### Tarea planteada
Reescribe las líneas de los registros de más abajo, empezando por la que contiene "Thank you for the photo. Could you indicate the cemetery" y siguiendo hasta la que contiene "<point>108,552</point>", ambas incluidas. Deja las peticiones intactas, pero multiplica por 2,15 cada coordenada de las respuestas y redondea al entero (las mitades, hacia arriba).

★ ★ ★ ★ ★ ★ ★

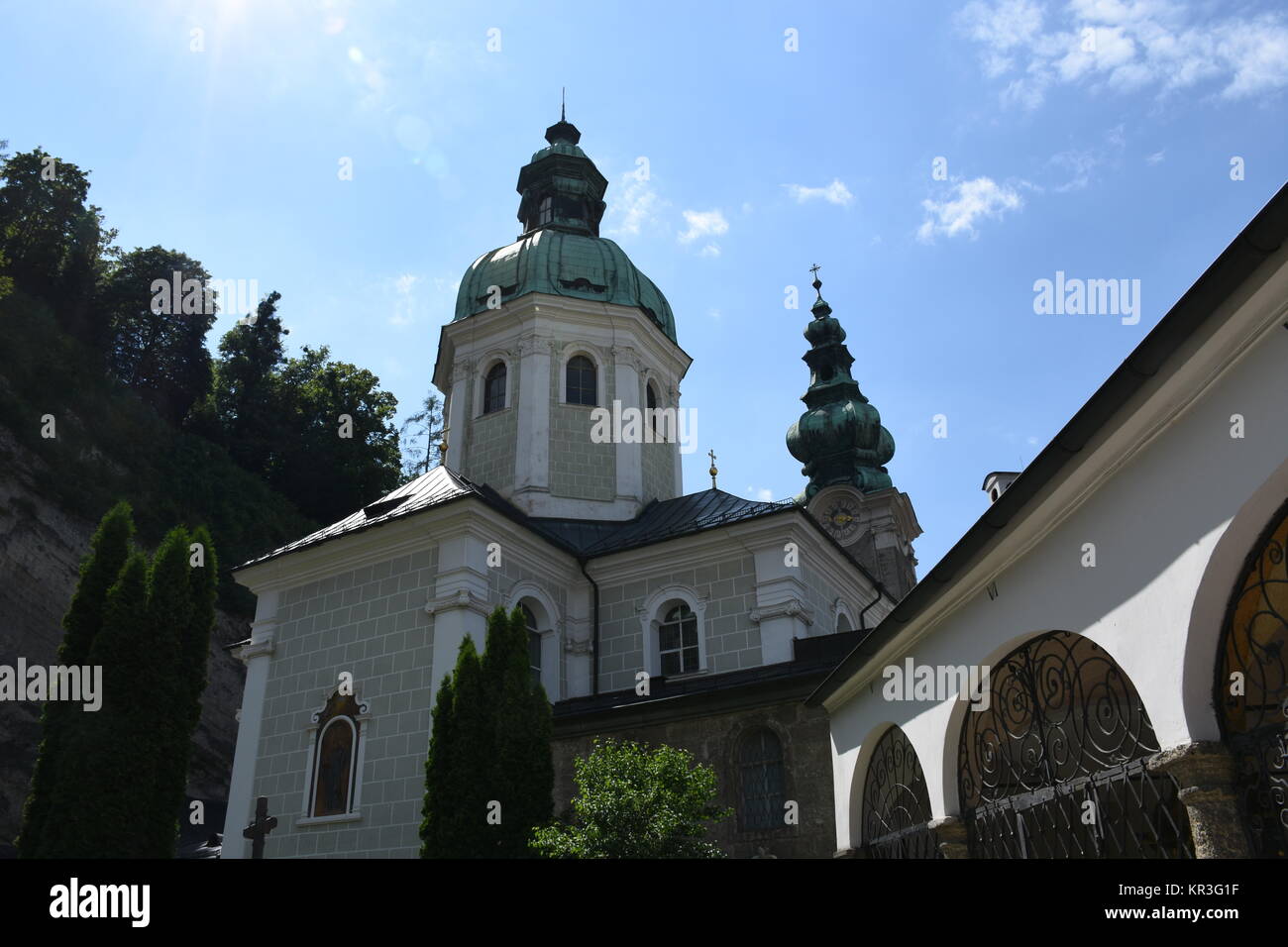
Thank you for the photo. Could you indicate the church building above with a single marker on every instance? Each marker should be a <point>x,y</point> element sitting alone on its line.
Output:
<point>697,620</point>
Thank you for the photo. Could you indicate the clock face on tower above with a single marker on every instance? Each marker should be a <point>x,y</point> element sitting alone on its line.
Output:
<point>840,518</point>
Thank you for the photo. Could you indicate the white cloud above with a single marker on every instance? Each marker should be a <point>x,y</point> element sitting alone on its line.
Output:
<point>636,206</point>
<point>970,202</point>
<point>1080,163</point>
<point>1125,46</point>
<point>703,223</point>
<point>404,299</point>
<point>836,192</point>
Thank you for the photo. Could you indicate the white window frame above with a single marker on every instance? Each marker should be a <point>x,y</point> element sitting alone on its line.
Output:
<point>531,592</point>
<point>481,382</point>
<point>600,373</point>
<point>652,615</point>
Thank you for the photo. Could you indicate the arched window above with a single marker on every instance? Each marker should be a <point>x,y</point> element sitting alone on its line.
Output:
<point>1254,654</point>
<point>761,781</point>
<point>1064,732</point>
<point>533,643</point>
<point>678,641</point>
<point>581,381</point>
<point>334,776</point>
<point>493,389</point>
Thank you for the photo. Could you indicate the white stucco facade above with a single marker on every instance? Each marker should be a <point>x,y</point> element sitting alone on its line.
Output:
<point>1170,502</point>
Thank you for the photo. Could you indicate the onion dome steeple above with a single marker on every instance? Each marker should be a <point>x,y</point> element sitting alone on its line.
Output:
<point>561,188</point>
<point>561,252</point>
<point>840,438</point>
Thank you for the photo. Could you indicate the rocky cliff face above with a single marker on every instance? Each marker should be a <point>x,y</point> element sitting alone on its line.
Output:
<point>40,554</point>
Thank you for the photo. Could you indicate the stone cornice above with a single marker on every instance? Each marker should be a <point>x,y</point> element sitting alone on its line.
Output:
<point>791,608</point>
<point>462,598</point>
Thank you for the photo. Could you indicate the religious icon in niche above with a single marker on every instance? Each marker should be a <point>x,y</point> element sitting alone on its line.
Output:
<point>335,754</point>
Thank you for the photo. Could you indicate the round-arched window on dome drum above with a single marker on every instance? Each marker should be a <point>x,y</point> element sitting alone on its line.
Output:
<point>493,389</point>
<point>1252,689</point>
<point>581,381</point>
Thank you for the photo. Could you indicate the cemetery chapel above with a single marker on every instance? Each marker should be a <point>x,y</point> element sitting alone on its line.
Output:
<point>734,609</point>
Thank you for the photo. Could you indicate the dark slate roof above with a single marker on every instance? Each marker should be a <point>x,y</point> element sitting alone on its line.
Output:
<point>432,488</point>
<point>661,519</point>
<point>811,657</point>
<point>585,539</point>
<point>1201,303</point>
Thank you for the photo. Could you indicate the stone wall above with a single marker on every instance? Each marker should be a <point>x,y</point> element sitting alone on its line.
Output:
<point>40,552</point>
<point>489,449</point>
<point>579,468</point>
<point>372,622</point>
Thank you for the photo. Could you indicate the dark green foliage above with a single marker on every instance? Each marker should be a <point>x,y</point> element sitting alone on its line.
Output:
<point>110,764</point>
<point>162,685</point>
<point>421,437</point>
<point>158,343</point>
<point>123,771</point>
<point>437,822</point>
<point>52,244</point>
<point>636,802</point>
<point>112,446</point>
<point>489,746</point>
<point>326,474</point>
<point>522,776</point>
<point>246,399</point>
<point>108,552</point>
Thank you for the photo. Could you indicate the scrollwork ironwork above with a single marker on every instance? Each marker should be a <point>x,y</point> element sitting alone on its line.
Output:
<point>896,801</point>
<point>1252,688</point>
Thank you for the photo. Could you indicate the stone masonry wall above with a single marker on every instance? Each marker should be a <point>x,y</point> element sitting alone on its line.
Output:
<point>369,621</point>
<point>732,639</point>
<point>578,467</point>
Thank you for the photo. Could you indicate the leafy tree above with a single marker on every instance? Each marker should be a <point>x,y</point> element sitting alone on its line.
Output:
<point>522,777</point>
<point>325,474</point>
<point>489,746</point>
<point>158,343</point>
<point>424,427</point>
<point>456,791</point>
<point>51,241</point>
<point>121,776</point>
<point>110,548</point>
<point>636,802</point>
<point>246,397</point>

★ ★ ★ ★ ★ ★ ★

### Respuesta esperada
Thank you for the photo. Could you indicate the cemetery chapel above with a single marker on every instance? Each marker should be a <point>x,y</point> element sitting alone on its line.
Output:
<point>1578,1309</point>
Thank you for the photo. Could you indicate the dark slate roof above with a single marker on every instance? Each marker should be a <point>x,y</point> element sitting alone on its line.
Output:
<point>929,1049</point>
<point>1421,1116</point>
<point>1744,1413</point>
<point>1258,1159</point>
<point>2582,651</point>
Thank you for the photo. Could you indicate the stone wall above with a single marker on every instance? Each marker should be a <point>x,y</point> element sitting alone on its line.
Output:
<point>86,1187</point>
<point>1051,965</point>
<point>1245,1006</point>
<point>800,1337</point>
Thank you for the photo. Could you indicate the dark green foliage above with a single marker on every instance? Each marker should be a <point>x,y</point> element sitting alone on its line.
Output:
<point>237,1643</point>
<point>348,1473</point>
<point>905,940</point>
<point>340,737</point>
<point>264,1658</point>
<point>940,1767</point>
<point>112,525</point>
<point>1367,1724</point>
<point>241,959</point>
<point>1051,1604</point>
<point>701,1019</point>
<point>1122,1668</point>
<point>529,858</point>
<point>232,1187</point>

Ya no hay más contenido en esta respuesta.